• **REQUIRED TASK**: Turn every line of the listing below into a numbered list, skipping blank lines. Leave the pictures out.

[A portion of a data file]
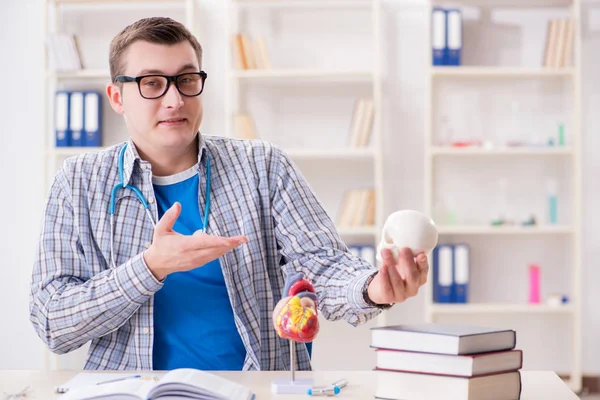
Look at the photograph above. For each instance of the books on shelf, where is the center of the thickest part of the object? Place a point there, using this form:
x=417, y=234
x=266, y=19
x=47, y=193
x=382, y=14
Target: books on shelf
x=453, y=339
x=362, y=123
x=180, y=383
x=558, y=51
x=366, y=252
x=63, y=52
x=77, y=119
x=244, y=127
x=456, y=362
x=446, y=36
x=451, y=273
x=248, y=54
x=358, y=208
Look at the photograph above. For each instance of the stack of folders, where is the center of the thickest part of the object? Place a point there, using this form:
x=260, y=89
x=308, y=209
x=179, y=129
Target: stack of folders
x=450, y=362
x=446, y=36
x=451, y=272
x=77, y=119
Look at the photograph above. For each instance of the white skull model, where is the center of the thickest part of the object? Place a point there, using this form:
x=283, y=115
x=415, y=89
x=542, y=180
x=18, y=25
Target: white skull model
x=408, y=228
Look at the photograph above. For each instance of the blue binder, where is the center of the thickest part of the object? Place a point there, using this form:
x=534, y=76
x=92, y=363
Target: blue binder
x=438, y=36
x=92, y=119
x=62, y=130
x=76, y=118
x=443, y=268
x=453, y=37
x=461, y=273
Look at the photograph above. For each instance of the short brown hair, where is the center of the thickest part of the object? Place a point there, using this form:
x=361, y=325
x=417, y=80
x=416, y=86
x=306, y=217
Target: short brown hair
x=158, y=30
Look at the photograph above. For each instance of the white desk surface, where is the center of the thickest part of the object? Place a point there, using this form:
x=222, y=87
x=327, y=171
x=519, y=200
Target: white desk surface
x=537, y=385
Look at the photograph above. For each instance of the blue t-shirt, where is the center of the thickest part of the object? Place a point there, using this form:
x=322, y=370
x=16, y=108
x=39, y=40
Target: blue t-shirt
x=193, y=318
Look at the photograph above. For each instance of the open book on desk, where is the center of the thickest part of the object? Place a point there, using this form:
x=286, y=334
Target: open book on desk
x=177, y=384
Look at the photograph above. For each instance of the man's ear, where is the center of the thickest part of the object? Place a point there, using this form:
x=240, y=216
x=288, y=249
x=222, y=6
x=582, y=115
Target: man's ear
x=115, y=96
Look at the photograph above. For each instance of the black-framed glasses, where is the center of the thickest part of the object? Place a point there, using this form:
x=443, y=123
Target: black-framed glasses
x=151, y=87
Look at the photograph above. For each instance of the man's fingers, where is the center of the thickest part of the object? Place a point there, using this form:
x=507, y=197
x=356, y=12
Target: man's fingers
x=423, y=266
x=200, y=241
x=396, y=281
x=408, y=269
x=386, y=288
x=165, y=224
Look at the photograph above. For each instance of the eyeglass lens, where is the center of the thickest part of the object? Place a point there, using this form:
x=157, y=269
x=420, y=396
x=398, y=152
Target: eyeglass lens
x=155, y=86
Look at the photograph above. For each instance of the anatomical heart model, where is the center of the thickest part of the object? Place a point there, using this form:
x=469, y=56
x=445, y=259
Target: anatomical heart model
x=295, y=318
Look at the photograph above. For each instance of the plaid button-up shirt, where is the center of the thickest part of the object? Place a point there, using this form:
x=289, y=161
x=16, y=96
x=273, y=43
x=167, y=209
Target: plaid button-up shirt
x=78, y=297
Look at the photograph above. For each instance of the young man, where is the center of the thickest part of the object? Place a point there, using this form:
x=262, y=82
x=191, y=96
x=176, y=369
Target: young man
x=170, y=295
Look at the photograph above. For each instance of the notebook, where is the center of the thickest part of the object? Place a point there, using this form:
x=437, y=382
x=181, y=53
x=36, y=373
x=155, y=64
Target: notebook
x=452, y=339
x=181, y=383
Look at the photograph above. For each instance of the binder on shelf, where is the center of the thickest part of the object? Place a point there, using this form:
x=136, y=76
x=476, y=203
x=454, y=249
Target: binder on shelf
x=443, y=268
x=461, y=273
x=76, y=119
x=366, y=252
x=92, y=120
x=454, y=36
x=62, y=119
x=438, y=36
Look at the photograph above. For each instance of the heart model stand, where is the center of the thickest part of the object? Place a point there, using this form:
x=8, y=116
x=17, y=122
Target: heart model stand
x=295, y=318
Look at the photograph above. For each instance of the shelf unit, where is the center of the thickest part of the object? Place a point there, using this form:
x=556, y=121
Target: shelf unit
x=236, y=77
x=235, y=101
x=434, y=153
x=53, y=10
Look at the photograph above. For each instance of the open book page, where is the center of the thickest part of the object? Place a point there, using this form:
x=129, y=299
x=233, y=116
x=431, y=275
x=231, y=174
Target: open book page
x=196, y=384
x=134, y=389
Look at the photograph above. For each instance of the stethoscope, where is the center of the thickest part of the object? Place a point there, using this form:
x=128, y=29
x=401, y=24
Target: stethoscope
x=143, y=201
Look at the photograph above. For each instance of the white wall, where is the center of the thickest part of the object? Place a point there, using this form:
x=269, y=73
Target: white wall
x=21, y=46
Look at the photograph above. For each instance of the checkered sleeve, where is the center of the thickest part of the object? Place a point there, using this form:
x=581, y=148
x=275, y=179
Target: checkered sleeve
x=70, y=303
x=309, y=243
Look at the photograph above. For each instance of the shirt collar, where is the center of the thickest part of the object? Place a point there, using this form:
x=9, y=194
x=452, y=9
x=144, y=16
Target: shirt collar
x=132, y=157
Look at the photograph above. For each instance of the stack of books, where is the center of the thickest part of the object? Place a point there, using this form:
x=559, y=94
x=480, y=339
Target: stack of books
x=446, y=361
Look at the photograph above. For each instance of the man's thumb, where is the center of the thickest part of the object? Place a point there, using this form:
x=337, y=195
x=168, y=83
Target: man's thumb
x=168, y=219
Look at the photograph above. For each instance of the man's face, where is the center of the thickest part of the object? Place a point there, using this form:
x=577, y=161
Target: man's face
x=171, y=121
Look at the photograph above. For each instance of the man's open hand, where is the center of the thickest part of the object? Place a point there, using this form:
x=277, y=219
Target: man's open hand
x=398, y=280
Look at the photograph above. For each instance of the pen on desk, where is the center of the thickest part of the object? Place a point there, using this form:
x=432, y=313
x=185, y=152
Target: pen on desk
x=119, y=379
x=328, y=391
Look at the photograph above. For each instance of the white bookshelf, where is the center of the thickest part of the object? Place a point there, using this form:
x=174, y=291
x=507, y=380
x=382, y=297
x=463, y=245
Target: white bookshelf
x=500, y=308
x=437, y=151
x=239, y=13
x=505, y=230
x=569, y=314
x=500, y=72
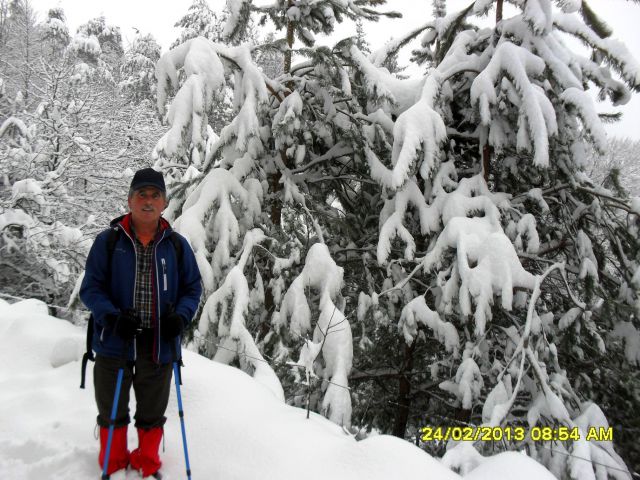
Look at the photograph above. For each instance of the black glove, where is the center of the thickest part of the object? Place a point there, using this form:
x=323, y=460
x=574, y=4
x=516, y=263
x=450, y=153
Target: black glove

• **OUTPUT OF THE EXERCISE**:
1. Look at the photograph above. For each instance of the books on shelf, where is the center of the thickest part of the object? Place a point there, using this form:
2. x=417, y=234
3. x=266, y=19
4. x=47, y=193
5. x=382, y=14
6. Target: books on shelf
7. x=453, y=339
8. x=362, y=123
9. x=180, y=383
10. x=558, y=51
11. x=366, y=252
12. x=63, y=52
13. x=77, y=119
14. x=244, y=127
15. x=456, y=362
16. x=446, y=36
17. x=451, y=273
18. x=248, y=54
19. x=358, y=208
20. Look at the photograph above. For each instance of the stack of folders, where is the center of the thickest part of the object? Place a point there, using this form:
21. x=260, y=89
22. x=308, y=209
23. x=179, y=129
24. Target: stack of folders
25. x=450, y=362
26. x=446, y=36
27. x=451, y=272
28. x=77, y=119
29. Look at the photograph above. For each instance of the white skull model, where is the center of the thickest part of the object? Place a point there, using this form:
30. x=283, y=115
31. x=415, y=89
32. x=542, y=180
33. x=18, y=25
34. Target: white skull model
35. x=408, y=228
36. Look at the photograph above. For each instance of the blue binder, where is the center of the thickest part of the object? Place a point there, using this form:
37. x=534, y=76
38. x=92, y=363
39. Target: blue binder
40. x=438, y=36
41. x=92, y=119
42. x=62, y=130
43. x=76, y=118
44. x=443, y=268
45. x=453, y=37
46. x=461, y=273
47. Look at the photograph above. For each instance of the short brown hair, where is the center of the thickest part of the object? Place a point there, using this form:
48. x=361, y=325
49. x=417, y=80
50. x=416, y=86
51. x=306, y=217
52. Target: short brown hair
53. x=158, y=30
54. Look at the photograph above. For each instance of the white desk surface, where is the center of the thickest part of the object? Place a point there, using this form:
55. x=222, y=87
56. x=327, y=171
57. x=519, y=200
58. Target: white desk surface
59. x=537, y=385
60. Look at the photograph above. For each instance of the blue t-shirt, where is the center of the thickest part of the object? Place a point there, using this form:
61. x=322, y=370
62. x=16, y=108
63. x=39, y=40
64. Target: blue t-shirt
65. x=193, y=318
66. Look at the photograph above. For each instance of the open book on desk, where is the center of the thickest part of the object? Place a point there, using this form:
67. x=286, y=334
68. Target: open book on desk
69. x=177, y=384
70. Look at the photograph above. For each instance of the man's ear, where is the center of the thickest part of the object? Place a point there, using this form:
71. x=240, y=216
72. x=288, y=249
73. x=222, y=6
74. x=582, y=115
75. Target: man's ear
76. x=115, y=96
77. Look at the photograph above. For each instance of the black-framed glasses, where is the center of the thickest part of the object? Place a point there, using this form:
78. x=443, y=123
79. Target: black-framed glasses
80. x=151, y=87
81. Look at the photograph above. For each instance of the man's fingers, where is the center of the thickest part of the object? Place a point there, using this form:
82. x=507, y=197
83. x=356, y=12
84. Target: man's fingers
85. x=423, y=266
86. x=200, y=241
87. x=396, y=281
88. x=408, y=269
89. x=386, y=288
90. x=165, y=224
91. Look at the photograph above. For each instance of the eyeglass lens, where is the center of the thickest part of the object? Place a point there, using this form:
92. x=157, y=269
93. x=420, y=396
94. x=398, y=152
95. Target: eyeglass lens
96. x=155, y=86
97. Look at the photograph above. For each instance of the anatomical heart model, where is the center of the thickest part of the object? Place a point there, using this form:
98. x=469, y=56
99. x=445, y=259
100. Target: anatomical heart model
101. x=295, y=318
102. Look at the photograph above. For each instance of the plaid button-up shirt, where is the center of the thickest part of the object? Place a point there, using this form:
103. x=289, y=161
104. x=16, y=96
105. x=273, y=43
106. x=167, y=209
107. Target: plaid button-up shirt
108. x=78, y=297
109. Look at the photograph above. For each instance of the young man, where is the center of the thickest part of the object? Place a point there, using this form:
110. x=262, y=82
111. x=191, y=96
112. x=176, y=369
113. Target: young man
114. x=170, y=295
115. Look at the photograph above. For each instance of the notebook, where is the center of the thickest part of the object? Place a point there, using this form:
116. x=437, y=382
117. x=181, y=53
118. x=36, y=373
119. x=155, y=64
120. Target: notebook
121. x=452, y=339
122. x=181, y=383
123. Look at the photograph above. For each instance of the binder on shelf, where is the center of the thickest part of the object? Place a point there, using this form:
124. x=136, y=76
125. x=476, y=203
126. x=454, y=249
127. Target: binder on shelf
128. x=443, y=268
129. x=461, y=273
130. x=76, y=119
131. x=366, y=252
132. x=92, y=120
133. x=454, y=36
134. x=62, y=119
135. x=438, y=36
136. Look at the photograph above. For each instance of the heart model stand, where is the center of the thickest part of the object? Place a point there, using this form:
137. x=8, y=116
138. x=17, y=122
139. Target: heart model stand
140. x=295, y=318
141. Look at the photograph above. For each instance of the shelf unit, where is the center of the thickest part of the object? Place a point there, using this form:
142. x=556, y=121
143. Target: shelf unit
144. x=236, y=77
145. x=235, y=101
146. x=434, y=153
147. x=53, y=10
148. Look at the photograph above. For each instance of the open book page, where is the center of the thickest part of the object? Place a point there, using this form:
149. x=129, y=299
150. x=233, y=116
151. x=431, y=275
152. x=231, y=174
153. Target: open book page
154. x=196, y=384
155. x=134, y=389
156. Look at the photograph above. For each instance of the stethoscope, where is the center of the thickest part of the object? Place a point there, using this form:
157. x=128, y=29
158. x=401, y=24
159. Target: stethoscope
160. x=143, y=201
161. Look at the photograph above. For each instance of the white wall, where is the center of the thickest part of the object? Place a point there, using this form:
162. x=269, y=73
163. Target: white wall
164. x=21, y=46
165. Look at the photograph above. For each instance of the checkered sleeve, where is the center of the thickest part of the object? Place a point there, using this form:
166. x=581, y=148
167. x=275, y=179
168. Target: checkered sleeve
169. x=70, y=303
170. x=309, y=243
171. Look at the photograph above. For each instance of the shirt collar, where is the center of the thickest part of the object? Place a point there, using this form:
172. x=9, y=194
173. x=452, y=9
174. x=144, y=16
175. Target: shirt collar
176. x=132, y=157
177. Look at the photograph above. For each instance of the stack of books, where is the center of the thickest part of the object? Place a point there, using this form:
178. x=559, y=94
179. x=480, y=339
180. Target: stack of books
181. x=446, y=361
182. Look at the photograph above. For each instance of the man's thumb, where is the center of the thickest part of the object? Place a point there, using this form:
183. x=337, y=195
184. x=168, y=83
185. Target: man's thumb
186. x=168, y=219
187. Look at the photograph above. For each instance of the man's face, where is the center of the thickest part of the object? Place a point there, using this form:
188. x=577, y=161
189. Target: man's face
190. x=171, y=121
191. Look at the photograph above. For each instance of the man's open hand, where is the center of the thickest part of the object? Place a point there, using this form:
192. x=277, y=219
193. Target: man's open hand
194. x=398, y=280
195. Look at the photograph above. For each instance of the pen on desk, where is the center of the thickest part of the object? Place a point there, using this form:
196. x=432, y=313
197. x=185, y=152
198. Target: pen on desk
199. x=119, y=379
200. x=328, y=391
201. Look at the photograph above. For each instance of the white bookshelf, where is the center of the thickest part of the object? Place a point there, using this form:
202. x=174, y=291
203. x=507, y=380
204. x=382, y=297
205. x=463, y=245
206. Target: white bookshelf
207. x=500, y=308
208. x=437, y=151
209. x=239, y=13
210. x=505, y=230
211. x=569, y=314
212. x=500, y=72
213. Look at the photograph above. For each instance of the black glove, where is the center of the thickest part of the object? Place a point there, using this form:
214. x=323, y=460
215. x=574, y=4
216. x=516, y=263
217. x=450, y=153
218. Target: black glove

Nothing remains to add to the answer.